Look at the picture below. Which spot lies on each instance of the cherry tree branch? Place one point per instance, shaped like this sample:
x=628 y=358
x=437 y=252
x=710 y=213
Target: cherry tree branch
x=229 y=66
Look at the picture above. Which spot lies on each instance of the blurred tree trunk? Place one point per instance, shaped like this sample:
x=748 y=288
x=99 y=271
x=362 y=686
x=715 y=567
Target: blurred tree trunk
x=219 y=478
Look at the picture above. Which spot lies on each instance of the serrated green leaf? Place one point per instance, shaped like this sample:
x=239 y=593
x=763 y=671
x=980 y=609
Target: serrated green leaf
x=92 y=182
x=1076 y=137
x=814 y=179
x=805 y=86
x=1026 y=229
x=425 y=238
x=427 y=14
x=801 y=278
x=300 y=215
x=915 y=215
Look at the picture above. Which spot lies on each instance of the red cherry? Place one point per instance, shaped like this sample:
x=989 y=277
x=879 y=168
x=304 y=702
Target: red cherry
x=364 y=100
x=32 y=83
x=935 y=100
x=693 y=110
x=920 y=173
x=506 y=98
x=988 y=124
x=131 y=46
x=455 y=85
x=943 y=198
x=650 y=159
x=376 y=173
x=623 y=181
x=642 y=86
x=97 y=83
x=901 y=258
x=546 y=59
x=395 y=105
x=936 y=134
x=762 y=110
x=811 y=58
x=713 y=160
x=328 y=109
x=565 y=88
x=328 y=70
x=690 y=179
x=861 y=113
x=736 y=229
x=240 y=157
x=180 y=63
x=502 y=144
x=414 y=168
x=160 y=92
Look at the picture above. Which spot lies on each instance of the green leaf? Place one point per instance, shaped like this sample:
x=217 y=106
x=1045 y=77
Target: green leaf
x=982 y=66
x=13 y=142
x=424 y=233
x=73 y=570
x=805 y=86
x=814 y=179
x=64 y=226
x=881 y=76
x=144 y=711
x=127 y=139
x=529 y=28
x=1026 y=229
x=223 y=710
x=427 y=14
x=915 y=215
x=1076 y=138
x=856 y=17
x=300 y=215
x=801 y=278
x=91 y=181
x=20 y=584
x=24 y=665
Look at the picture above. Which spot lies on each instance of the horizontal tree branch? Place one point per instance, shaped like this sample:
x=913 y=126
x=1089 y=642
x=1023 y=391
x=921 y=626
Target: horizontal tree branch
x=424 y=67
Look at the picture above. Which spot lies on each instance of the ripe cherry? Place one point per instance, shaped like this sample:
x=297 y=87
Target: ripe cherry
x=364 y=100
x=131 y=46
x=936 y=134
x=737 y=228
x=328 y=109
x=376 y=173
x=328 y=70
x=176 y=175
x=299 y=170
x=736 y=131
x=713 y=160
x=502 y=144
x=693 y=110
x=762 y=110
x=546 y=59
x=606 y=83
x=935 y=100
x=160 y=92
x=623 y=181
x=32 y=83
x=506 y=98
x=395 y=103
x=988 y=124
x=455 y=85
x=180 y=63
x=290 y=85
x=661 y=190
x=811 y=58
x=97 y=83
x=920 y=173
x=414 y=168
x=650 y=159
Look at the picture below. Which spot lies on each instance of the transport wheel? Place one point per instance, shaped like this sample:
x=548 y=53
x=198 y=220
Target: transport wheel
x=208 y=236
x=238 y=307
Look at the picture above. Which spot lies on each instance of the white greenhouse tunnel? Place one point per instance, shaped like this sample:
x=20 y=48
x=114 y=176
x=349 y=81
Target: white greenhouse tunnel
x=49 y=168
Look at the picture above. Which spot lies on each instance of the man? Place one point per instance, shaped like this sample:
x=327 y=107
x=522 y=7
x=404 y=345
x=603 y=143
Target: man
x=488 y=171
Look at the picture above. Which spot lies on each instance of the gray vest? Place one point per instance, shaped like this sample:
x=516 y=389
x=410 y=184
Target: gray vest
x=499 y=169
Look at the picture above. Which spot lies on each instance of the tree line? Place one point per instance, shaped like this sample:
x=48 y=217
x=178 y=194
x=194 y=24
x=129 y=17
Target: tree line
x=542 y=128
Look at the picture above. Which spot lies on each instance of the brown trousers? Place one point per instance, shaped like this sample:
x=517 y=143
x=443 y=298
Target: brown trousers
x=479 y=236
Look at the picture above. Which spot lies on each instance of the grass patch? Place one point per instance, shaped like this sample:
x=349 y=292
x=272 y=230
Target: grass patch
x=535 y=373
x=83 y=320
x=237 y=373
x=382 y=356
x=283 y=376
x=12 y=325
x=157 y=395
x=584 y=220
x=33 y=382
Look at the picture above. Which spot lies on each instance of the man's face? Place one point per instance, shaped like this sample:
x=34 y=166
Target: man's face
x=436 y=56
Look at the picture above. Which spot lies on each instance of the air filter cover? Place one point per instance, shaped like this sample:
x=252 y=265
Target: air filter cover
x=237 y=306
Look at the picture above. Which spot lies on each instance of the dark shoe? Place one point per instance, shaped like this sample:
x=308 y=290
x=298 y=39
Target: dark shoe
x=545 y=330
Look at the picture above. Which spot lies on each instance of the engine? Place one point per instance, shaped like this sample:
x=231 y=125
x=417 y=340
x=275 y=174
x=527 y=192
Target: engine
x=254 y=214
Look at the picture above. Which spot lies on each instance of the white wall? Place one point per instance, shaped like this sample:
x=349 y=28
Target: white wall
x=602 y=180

- _DIRECTIONS FOR THIS TASK_: Each line above is to be restated exactly.

- _SOLUTION FOR THIS PROBLEM_:
Look at the picture below. Which spot lies on each instance of the cherry tree branch? Place one point per instance, shaped like this sample:
x=628 y=358
x=437 y=252
x=710 y=213
Target: cherry tree branch
x=229 y=66
Look at the picture above. Which spot lies on each instance of the blurred tree trunk? Place one point per instance, shaped like this sample:
x=748 y=288
x=99 y=271
x=362 y=686
x=715 y=567
Target: blurred tree trunk
x=219 y=478
Look at the picture above. Which spot lies on each instance of the serrated green leaf? Place one point per instance, shaped like this sample:
x=239 y=593
x=763 y=671
x=980 y=609
Target: serrated green leaf
x=92 y=182
x=1076 y=137
x=814 y=179
x=805 y=86
x=1026 y=229
x=425 y=238
x=427 y=14
x=801 y=278
x=300 y=215
x=915 y=215
Look at the picture above. Which spot lies on each instance of the red cherry? Place one point per instance, shaped like this sample:
x=989 y=277
x=879 y=168
x=304 y=702
Target: red cherry
x=364 y=100
x=32 y=83
x=935 y=100
x=693 y=110
x=920 y=173
x=506 y=98
x=988 y=124
x=131 y=46
x=455 y=85
x=943 y=198
x=650 y=159
x=376 y=173
x=623 y=181
x=642 y=86
x=97 y=83
x=901 y=258
x=546 y=59
x=395 y=105
x=936 y=134
x=762 y=110
x=811 y=58
x=713 y=160
x=328 y=109
x=565 y=88
x=328 y=70
x=690 y=179
x=861 y=113
x=736 y=229
x=240 y=157
x=180 y=63
x=502 y=144
x=414 y=168
x=160 y=92
Look at the picture above. Which spot lies on each instance of the green leaf? Place one point per instance, shaped like this sample:
x=217 y=106
x=1045 y=77
Target: green leaf
x=982 y=66
x=13 y=142
x=424 y=233
x=73 y=570
x=805 y=86
x=814 y=179
x=64 y=226
x=881 y=76
x=144 y=711
x=127 y=139
x=529 y=28
x=1026 y=229
x=223 y=710
x=427 y=14
x=915 y=215
x=1076 y=138
x=856 y=17
x=300 y=215
x=801 y=278
x=91 y=181
x=20 y=584
x=24 y=665
Look at the picture above. Which spot lies on each instance of the horizontal tree branch? Place one point per instance, shaped like this sample:
x=913 y=126
x=1089 y=642
x=1023 y=391
x=921 y=626
Target: horizontal tree branch
x=424 y=67
Look at the picture above. Which spot lies on each instance of the ripe cherry? Place one point per instance, shaped like this sample:
x=297 y=87
Target: ripe cherry
x=364 y=100
x=131 y=46
x=936 y=134
x=737 y=228
x=328 y=109
x=376 y=173
x=328 y=70
x=176 y=175
x=299 y=170
x=736 y=131
x=713 y=160
x=502 y=144
x=693 y=110
x=762 y=110
x=546 y=59
x=606 y=83
x=935 y=100
x=160 y=92
x=623 y=181
x=32 y=83
x=506 y=98
x=395 y=103
x=988 y=124
x=455 y=85
x=180 y=63
x=290 y=85
x=661 y=190
x=811 y=58
x=97 y=83
x=920 y=173
x=414 y=168
x=650 y=159
Look at the picture below. Which spot lies on each instance of the transport wheel? Place one point per instance, shaped like this sample:
x=548 y=53
x=198 y=220
Target: transport wheel
x=208 y=236
x=238 y=307
Look at the picture above. Which spot lies on each instance of the white greenhouse tunnel? Place one point per instance, shaped like this sample:
x=20 y=48
x=114 y=176
x=349 y=81
Target: white greenhouse tunnel
x=49 y=168
Look at the picture above. Which spot lies on each instance of the man? Place one point per instance, shaped like this sample:
x=327 y=107
x=522 y=7
x=404 y=345
x=603 y=143
Target: man
x=488 y=171
Look at the picture above. Which spot lies on each instance of the gray vest? Place one point per instance, shaped like this sample:
x=516 y=389
x=410 y=184
Target: gray vest
x=499 y=169
Look at the picture above. Which spot lies on each instance of the tree line? Place one point per instance, shaped like this sample:
x=48 y=217
x=178 y=194
x=194 y=24
x=129 y=17
Target: tree line
x=542 y=128
Look at the picture above. Which spot lies on each instance of the brown trousers? Place one point per instance, shaped like this sample:
x=517 y=143
x=443 y=298
Target: brown trousers
x=479 y=236
Look at the picture above. Which spot lies on each instance of the grass patch? Place one point per instance, shaped like this sample:
x=349 y=292
x=272 y=230
Target: grass patch
x=535 y=373
x=83 y=320
x=237 y=373
x=382 y=356
x=283 y=376
x=12 y=325
x=157 y=395
x=584 y=220
x=33 y=382
Look at the picture above. Which spot lies on each instance of the man's face? Place one point per instance, shaped like this sample:
x=34 y=166
Target: man's face
x=436 y=56
Look at the picture above. Which spot lies on each instance of the air filter cover? Place one point per instance, shaped like this sample:
x=252 y=265
Target: air filter cover
x=237 y=306
Look at the picture above. Which spot lies on each instance of the dark shoe? Place one point per instance, shaped like this sample:
x=308 y=290
x=298 y=39
Target: dark shoe
x=545 y=330
Look at the picture above. Which spot lies on each instance of the engine? Place one point per instance, shaped like this sample:
x=231 y=125
x=417 y=340
x=275 y=174
x=527 y=192
Target: engine
x=254 y=214
Look at the picture above. Which spot lies on each instance of the white wall? Place one point per instance, shaped like this sample:
x=349 y=28
Target: white wall
x=602 y=180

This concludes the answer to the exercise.